Erklären Sie anhand des Textes über die Aïda weiter unten in ein bis drei Sätzen, weshalb der Aïda-Kaffee eher mild ist.

ZU PRÜFENDER TEXT:
"""

Kralicek geht essen: Die Aïda

Eine Konditorei, die gleichzeitig eine Art Kaffeehaus ist und so heißt wie eine Verdi-Oper: Wienerischer als die Aïda geht’s nicht.

Die Filialen der Café-Konditorei-Kette Aïda haben sowohl das Stadtbild als auch das Lebensgefühl von Wien jahrzehntelang entscheidend mitgeprägt. Besonders die frühen, in den 1950er- und 1960er-Jahren eröffneten Filialen waren architektonisch äußerst ambitioniert gestaltet: elegante, spezifisch wienerische Interpretationen von Nachkriegsmoderne. Nirgends war man einer italienischen Café-Bar näher als bei der Aïda. Wer wollte, konnte einen schnellen Espresso an der Bar nehmen; angeblich gab es in der wunderschönen Aïda-Filiale in der Wollzeile überhaupt die erste Espressomaschine Wiens. Die meisten Gäste aber zogen es, ganz unitalienisch, dann doch vor, sich zumindest „auf einen Sprung“ an einen Tisch zu setzen und zur Melange eine Kardinalschnitte oder eine Topfengolatsche – für beides ist die Aïda berühmt – zu verzehren.

Überhaupt sind schon die Mehlspeisen allein ein gutes Argument, die Aïda aufzusuchen; das unterscheidet sie von einem italienischen Café. Und anders als in den klassischen Wiener Kaffeehäusern wurde in der Aïda schon immer großer Wert auf guten Kaffee gelegt. Der Aïda-Kaffee (100 Prozent Arabica, daher eher mild) wird selbst importiert, selbst gemischt und selbst geröstet, er hat ein ganz spezielles Aroma. Dieses hat interessanterweise eine starke Affinität zu Schlagobers. Auch Kaffeepuristen, für die das normalerweise ein Sakrileg ist, lassen sich die Aïda-Melange mit Schlag servieren. Weil das dort irgendwie zusammengehört. Geheimwissen wie dieses hatte man als Wiener früher in der DNA. Die Generation Hafermilch aber findet es möglicher- weise einfach nur befremdlich, Schlagobers in den Kaffee zu tun.

"""

[Daten zur Punktlokalisierung]
"""

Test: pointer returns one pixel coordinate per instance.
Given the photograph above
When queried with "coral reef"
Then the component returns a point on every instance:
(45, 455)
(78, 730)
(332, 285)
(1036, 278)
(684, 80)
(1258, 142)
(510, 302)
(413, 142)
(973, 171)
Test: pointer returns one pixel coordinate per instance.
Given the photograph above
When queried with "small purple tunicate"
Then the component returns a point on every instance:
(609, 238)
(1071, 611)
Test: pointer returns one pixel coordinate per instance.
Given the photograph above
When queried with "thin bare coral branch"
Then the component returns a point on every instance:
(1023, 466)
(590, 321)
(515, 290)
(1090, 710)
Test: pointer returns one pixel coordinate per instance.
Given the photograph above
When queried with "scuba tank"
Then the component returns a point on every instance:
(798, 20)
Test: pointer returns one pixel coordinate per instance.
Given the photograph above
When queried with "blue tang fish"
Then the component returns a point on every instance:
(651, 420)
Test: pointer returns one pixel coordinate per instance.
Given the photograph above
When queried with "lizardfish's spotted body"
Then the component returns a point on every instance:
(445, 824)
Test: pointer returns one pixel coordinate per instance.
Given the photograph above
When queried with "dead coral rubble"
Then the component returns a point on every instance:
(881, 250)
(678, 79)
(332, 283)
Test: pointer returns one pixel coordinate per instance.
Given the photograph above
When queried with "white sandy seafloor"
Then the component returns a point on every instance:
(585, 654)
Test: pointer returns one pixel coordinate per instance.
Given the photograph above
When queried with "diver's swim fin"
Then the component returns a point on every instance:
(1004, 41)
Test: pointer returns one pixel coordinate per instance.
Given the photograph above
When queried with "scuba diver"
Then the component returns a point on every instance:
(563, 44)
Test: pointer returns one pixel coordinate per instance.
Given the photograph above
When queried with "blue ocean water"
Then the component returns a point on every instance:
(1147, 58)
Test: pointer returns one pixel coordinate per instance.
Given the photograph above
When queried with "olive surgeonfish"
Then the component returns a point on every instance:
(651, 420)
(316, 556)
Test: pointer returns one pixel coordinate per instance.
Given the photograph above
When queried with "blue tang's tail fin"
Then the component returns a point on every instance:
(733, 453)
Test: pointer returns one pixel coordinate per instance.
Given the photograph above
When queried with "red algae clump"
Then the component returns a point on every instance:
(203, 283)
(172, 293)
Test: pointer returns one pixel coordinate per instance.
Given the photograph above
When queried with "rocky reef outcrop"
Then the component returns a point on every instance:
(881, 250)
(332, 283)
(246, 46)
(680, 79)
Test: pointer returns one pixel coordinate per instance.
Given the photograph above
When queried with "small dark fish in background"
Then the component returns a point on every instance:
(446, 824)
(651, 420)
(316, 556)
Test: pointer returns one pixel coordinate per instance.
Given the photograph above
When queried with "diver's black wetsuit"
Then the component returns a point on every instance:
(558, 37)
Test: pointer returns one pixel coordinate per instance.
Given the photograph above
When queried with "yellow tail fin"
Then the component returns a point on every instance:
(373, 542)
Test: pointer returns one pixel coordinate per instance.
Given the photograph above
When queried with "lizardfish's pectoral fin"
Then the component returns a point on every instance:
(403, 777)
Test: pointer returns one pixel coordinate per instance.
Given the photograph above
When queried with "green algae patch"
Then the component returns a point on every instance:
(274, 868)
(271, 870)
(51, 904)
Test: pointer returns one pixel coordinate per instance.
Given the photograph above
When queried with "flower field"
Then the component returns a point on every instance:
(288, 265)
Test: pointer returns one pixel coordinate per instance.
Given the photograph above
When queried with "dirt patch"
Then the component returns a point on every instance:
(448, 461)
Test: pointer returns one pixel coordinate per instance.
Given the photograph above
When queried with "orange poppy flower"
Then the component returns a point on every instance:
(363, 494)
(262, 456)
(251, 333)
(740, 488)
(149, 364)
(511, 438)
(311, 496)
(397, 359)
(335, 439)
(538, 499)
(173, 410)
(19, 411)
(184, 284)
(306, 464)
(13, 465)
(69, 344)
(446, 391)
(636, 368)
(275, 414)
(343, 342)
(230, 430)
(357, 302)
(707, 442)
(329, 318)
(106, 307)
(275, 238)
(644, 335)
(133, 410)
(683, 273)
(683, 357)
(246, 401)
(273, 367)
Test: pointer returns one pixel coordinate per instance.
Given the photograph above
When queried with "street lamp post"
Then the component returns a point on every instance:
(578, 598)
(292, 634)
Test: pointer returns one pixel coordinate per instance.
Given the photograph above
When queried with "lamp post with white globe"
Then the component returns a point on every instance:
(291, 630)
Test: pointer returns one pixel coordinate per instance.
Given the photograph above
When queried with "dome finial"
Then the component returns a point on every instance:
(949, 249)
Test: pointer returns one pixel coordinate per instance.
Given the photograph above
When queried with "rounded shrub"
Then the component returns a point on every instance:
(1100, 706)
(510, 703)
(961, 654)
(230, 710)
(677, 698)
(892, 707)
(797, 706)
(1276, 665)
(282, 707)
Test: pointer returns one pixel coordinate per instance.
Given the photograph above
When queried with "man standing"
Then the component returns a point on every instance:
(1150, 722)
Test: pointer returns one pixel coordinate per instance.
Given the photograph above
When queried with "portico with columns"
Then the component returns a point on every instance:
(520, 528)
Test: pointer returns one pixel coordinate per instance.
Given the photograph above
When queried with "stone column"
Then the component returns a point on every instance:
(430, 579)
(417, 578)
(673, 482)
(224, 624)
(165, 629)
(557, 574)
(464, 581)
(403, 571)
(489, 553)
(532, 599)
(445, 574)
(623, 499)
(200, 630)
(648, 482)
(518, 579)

"""

ANTWORT:
Der Aïda-Kaffee besteht zu 100 Prozent aus Arabica. Aus diesem Grund ist er eher mild.